• **About this task**: The answer is the complete listing below, written out again exactly.

------------------------------------------------------------------------

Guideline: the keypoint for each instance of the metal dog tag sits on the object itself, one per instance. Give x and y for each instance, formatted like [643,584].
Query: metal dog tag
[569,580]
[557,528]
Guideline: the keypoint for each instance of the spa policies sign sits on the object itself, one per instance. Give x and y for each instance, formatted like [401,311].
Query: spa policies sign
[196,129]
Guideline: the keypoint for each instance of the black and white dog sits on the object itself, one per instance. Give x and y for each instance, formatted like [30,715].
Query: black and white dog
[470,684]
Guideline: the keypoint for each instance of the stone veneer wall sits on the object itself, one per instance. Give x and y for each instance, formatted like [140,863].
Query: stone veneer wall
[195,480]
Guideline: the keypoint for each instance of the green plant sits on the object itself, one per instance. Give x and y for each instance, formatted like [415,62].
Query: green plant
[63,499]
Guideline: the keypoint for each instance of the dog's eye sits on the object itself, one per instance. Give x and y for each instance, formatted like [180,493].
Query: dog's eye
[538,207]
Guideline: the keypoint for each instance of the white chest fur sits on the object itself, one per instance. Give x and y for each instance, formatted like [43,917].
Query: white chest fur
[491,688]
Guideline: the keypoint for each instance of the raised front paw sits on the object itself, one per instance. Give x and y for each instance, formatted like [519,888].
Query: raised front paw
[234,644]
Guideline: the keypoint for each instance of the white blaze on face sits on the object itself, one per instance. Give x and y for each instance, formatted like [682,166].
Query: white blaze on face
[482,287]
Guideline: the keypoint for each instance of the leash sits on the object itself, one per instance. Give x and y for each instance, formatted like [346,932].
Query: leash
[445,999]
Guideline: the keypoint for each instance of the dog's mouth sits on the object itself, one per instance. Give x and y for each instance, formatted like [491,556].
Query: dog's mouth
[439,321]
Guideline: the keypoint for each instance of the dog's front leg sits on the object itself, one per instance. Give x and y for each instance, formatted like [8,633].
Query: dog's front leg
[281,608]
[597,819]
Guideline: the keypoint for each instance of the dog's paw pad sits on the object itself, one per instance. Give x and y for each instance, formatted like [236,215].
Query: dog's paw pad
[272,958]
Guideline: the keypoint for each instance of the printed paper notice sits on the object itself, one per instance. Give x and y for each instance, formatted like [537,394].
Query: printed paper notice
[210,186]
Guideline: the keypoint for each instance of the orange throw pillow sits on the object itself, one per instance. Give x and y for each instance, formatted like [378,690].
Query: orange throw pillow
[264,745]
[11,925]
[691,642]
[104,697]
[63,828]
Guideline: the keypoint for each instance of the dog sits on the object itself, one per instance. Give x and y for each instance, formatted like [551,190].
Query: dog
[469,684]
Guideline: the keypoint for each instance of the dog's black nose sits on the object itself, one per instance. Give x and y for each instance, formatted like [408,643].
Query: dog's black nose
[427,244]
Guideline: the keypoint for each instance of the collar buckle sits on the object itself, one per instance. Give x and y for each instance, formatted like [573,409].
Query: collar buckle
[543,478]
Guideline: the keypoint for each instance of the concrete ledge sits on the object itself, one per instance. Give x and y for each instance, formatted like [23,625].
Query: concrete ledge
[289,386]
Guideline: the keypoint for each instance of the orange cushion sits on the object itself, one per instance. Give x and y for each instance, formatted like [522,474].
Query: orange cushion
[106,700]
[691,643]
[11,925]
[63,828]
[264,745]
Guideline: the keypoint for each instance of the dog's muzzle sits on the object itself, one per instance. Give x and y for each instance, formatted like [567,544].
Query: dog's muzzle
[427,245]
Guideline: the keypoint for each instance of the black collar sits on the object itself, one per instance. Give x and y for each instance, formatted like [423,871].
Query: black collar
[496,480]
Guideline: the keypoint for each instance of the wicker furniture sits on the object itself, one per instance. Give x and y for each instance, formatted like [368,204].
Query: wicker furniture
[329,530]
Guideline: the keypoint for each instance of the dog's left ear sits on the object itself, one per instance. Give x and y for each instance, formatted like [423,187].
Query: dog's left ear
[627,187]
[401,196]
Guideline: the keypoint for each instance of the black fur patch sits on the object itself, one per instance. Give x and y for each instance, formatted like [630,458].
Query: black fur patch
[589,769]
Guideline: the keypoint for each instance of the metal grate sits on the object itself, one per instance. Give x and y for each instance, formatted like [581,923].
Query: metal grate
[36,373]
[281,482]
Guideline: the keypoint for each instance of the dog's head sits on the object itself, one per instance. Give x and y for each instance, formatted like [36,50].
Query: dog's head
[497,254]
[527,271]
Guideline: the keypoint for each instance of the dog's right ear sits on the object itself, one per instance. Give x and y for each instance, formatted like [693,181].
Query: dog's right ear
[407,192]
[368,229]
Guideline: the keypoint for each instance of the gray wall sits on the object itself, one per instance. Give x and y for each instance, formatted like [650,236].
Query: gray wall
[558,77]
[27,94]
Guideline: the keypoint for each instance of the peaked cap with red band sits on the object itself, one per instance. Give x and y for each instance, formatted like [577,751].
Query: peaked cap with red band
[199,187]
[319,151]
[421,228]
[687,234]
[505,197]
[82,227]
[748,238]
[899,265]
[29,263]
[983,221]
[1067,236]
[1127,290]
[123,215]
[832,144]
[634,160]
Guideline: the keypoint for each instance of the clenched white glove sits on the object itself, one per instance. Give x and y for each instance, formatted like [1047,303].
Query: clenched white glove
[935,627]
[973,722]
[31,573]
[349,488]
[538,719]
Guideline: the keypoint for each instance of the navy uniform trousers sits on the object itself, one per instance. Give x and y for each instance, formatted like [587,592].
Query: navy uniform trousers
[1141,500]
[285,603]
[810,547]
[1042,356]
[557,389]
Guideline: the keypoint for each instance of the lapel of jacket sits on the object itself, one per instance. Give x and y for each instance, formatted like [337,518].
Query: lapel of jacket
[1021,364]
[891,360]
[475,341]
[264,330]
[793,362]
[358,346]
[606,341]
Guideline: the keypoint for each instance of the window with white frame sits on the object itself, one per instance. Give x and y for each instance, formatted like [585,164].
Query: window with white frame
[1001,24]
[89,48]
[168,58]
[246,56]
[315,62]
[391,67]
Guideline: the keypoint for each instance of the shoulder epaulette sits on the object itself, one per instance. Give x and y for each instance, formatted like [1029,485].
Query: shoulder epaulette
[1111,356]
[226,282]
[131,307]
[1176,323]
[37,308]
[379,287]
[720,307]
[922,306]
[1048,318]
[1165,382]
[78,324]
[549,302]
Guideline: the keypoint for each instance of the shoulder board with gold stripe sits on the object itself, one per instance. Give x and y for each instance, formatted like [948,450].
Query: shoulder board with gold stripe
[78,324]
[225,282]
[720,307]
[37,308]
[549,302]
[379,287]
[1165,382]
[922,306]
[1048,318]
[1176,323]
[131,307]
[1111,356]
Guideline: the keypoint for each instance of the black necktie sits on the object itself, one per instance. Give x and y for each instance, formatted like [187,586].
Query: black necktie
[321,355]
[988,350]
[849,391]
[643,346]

------------------------------------------------------------------------

• **Solution for this exercise**:
Guideline: the keypoint for each instance of the metal dog tag sits on the object itself, one per instance. Give x and y for each instance, formatted like [643,584].
Query: metal dog tag
[569,580]
[557,528]
Guideline: the keypoint for each instance of the spa policies sign sits on the object itself, one per instance. Give x and y for each instance, formatted like [401,311].
Query: spa policies sign
[196,129]
Guideline: the keypoint for each instance of the black and white dog sits on the object itself, one per instance. Give x and y for each instance, formatted like [30,715].
Query: black and white dog
[470,684]
Guideline: the keypoint for each instance of the stone veneer wall sits on the object itself, one per instance. Give x and y for each instance, formatted like [140,863].
Query: stone veneer wall
[195,480]
Guideline: the keypoint for each instance of the green plant sits on the object itself, one per instance. Give x and y for each instance, formatted like [415,62].
Query: green plant
[63,499]
Guideline: the keypoint for each instance of the dog's eye sits on the object itself, one per instance. Give x and y for each instance, formatted like [180,493].
Query: dog's eye
[538,207]
Guideline: the keypoint for each instance of the white chest fur sits on the object itself, one per instance. Give x and y for each instance, formatted like [43,917].
Query: white chest fur
[491,688]
Guideline: the keypoint for each instance of the raised front paw sits on the object itself, one per instance. Give x and y for each instance, formatted like [519,888].
Query: raised front paw
[234,644]
Guideline: the keypoint for each instance of the white blaze on face sits on the object itself, one per instance. Give x and y for each instance, formatted like [682,166].
Query: white blaze on face
[482,287]
Guideline: the keypoint for each instance of the leash sits on the object itself, one per instance. Give x and y for each instance, formatted like [346,932].
Query: leash
[445,999]
Guideline: the keypoint for each instance of the dog's mouth sits on the object itself, one per instance. Give x and y for each instance, formatted like [491,556].
Query: dog's mouth
[439,321]
Guideline: the keypoint for each instance of the dog's front leg sits on the object itself, one per instance. Give x and y for each instance, formatted like [8,633].
Query: dog's front leg
[281,608]
[597,819]
Guideline: the keypoint for each instance of the dog's paw pad sits on the object itself, one per instance. Give x and y for each instance, formatted like [236,215].
Query: dog's paw pad
[272,958]
Guideline: the keypoint for each instance of the printed paper notice sits on the object itself, one per instance. Give x and y for each instance, formatted like [537,394].
Query: printed paper notice
[210,186]
Guideline: the keypoint for each instance of the orange throw pillow sits on the object itself, one per instance. Give x and y for each instance, formatted like [378,690].
Query: orange throw pillow
[264,745]
[11,925]
[691,642]
[104,697]
[63,828]
Guideline: the keypoint for each instance of the dog sits on the object itself, one per instance. Give x and y for each instance, formatted like [551,190].
Query: dog
[469,684]
Guideline: the keypoint for each instance of the dog's black nose sits on the object itself, one per instance. Give x and y for each instance, formatted like [408,643].
Query: dog's black nose
[427,244]
Guideline: the keypoint for each instance of the collar buckle sits on the object itself, one per instance. Give x and y for each instance, formatted like [573,409].
Query: collar buckle
[543,478]
Guideline: the keypoint for each instance of the concrete ledge sits on the object itself, one per instance. Give x and y for each instance, formatted like [23,625].
Query: concrete ledge
[289,386]
Guideline: the keypoint for each instance of the orange cushion sits on the object itself, one per instance. Give x and y for each instance, formatted like [522,474].
Query: orange cushion
[106,700]
[691,643]
[11,925]
[63,828]
[264,745]
Guideline: the keypoint for each instance of the dog's muzzle sits on the object itself, one per instance. Give x and y for each instance, formatted like [567,544].
Query: dog's muzzle
[427,245]
Guideline: the keypoint for each instance of the black collar sits on the object itself, one per instance. Give x and y for each instance, formatted like [423,871].
Query: black collar
[496,480]
Guideline: the keypoint for each instance of the wicker furniture sits on the object itself, one per instance. Give x and y for each instance, formatted like [368,204].
Query: wicker furniture
[329,530]
Guideline: the keypoint for each instance of the dog's left ear sits on the object itself, one per instance. Give x and y for each instance, formatted like [423,187].
Query: dog's left ear
[627,187]
[401,196]
Guideline: the keypoint for each instance of the black fur patch sits on the object itself, one per instance. Give x and y for each instance, formatted like [630,458].
Query: black fur patch
[589,769]
Guideline: the keypoint for each instance of the metal grate sits on the object itself, one per instance. Give x and y for each instance, formatted like [581,923].
Query: metal grate
[36,373]
[281,482]
Guideline: the keypoint for each instance of the dog's head sits on the object itself, one per instance. Give x and y for each instance, formatted like [36,50].
Query: dog's head
[497,254]
[527,271]
Guideline: the keypoint for each instance of the dog's right ear sits on the object itself, one per instance. Give x and y for each instance, formatted like [693,181].
Query: dog's right ear
[407,192]
[368,229]
Guideline: the keypoint for each instance of the gray wall sits on the object itself, one per instance. Give x and y for each instance, formatted like [650,236].
Query: gray wall
[558,77]
[27,94]
Guideline: the keypoint for each instance of the peaked cap with red band sits on the object itself, one per instance. Give x and y for each instance, formatted like [577,751].
Query: peaked cap with red band
[199,187]
[319,151]
[421,228]
[687,234]
[505,197]
[82,227]
[748,238]
[899,265]
[29,263]
[983,221]
[1067,236]
[1127,290]
[123,215]
[832,144]
[634,160]
Guideline: the keypoint for each instance of the clenched white glove sits on the object itself, one per instance. Give x and y for each instance, formatted like [1047,303].
Query: clenched white glove
[935,627]
[973,722]
[31,573]
[349,488]
[538,719]
Guideline: the keypoint for each instance of the navy uniform trousers sits on the object itself, one per instance. Give x and y for each instance, formatted like [587,592].
Query: navy uniform trousers
[1141,500]
[285,603]
[810,547]
[1042,356]
[557,389]
Guideline: the keypoint for each instance of the lapel of jacket sits on the object itself, one per instance. Give x and y for each instance, formatted like [337,518].
Query: lapel of jacket
[1021,364]
[891,360]
[475,341]
[264,330]
[793,362]
[358,346]
[606,341]
Guideline: the keypoint for each instance of the window with white frame sits on the object itself, one per instance. Give x and y for each instance, formatted like [585,164].
Query: window with white frame
[1001,24]
[89,48]
[168,58]
[246,56]
[315,62]
[391,67]
Guideline: the keypoint for each instance of the shoulder epaulette sits on the object itself, one per instance. Give x and y for each instance, formatted like [1029,485].
Query: shoulder epaulette
[1111,356]
[226,282]
[131,307]
[1176,323]
[37,308]
[379,287]
[720,307]
[922,306]
[1048,318]
[1165,382]
[78,324]
[549,302]
Guideline: the keypoint for each instance of the shoulder board with gold stripe sits on the object itself, one per instance. Give x and y for each instance, formatted like [948,450].
Query: shoulder board with gold stripe
[78,324]
[225,282]
[720,307]
[37,308]
[549,302]
[379,287]
[1165,382]
[922,306]
[1048,318]
[1176,323]
[131,307]
[1111,356]
Guideline: the keypoint for each instance of the black necktie sits on the object itself, one per instance. Give x and y for each instance, formatted like [187,586].
Query: black necktie
[321,355]
[988,350]
[849,391]
[643,346]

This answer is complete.